··· Records to process
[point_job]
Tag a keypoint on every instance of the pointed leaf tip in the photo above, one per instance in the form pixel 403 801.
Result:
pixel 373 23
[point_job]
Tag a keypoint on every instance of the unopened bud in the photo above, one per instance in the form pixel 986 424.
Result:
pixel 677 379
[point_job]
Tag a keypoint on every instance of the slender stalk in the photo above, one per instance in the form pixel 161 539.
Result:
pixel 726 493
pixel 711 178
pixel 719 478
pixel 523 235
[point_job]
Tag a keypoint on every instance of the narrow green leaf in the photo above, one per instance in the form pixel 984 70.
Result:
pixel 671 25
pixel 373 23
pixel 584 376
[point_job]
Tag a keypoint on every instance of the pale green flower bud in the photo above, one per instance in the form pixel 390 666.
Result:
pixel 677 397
······
Copy the records above, replacing each "Tag a keypoint" with "Place a point" and keeping everything else the same.

[point_job]
Place a point on every instance of the pointed leaf tip in the photo above, one per instance in the form pixel 403 801.
Result:
pixel 373 23
[point_job]
Place a point on every instance of the unopened bud in the photo above, one per instance in the form pixel 986 424.
Result:
pixel 677 379
[point_job]
Place a point on every instance of the slender stalk in the photo above, one per instance in the form pixel 161 539.
Result:
pixel 726 493
pixel 711 178
pixel 719 478
pixel 523 235
[point_job]
Place a point on every instance of the narrow green leaf in the photo above, one per instance in the form pixel 984 70.
Result:
pixel 671 25
pixel 373 23
pixel 584 376
[point_job]
Place a point on every instance of the pale green flower bud in the photo above, one per instance in the form pixel 390 666.
Result:
pixel 677 397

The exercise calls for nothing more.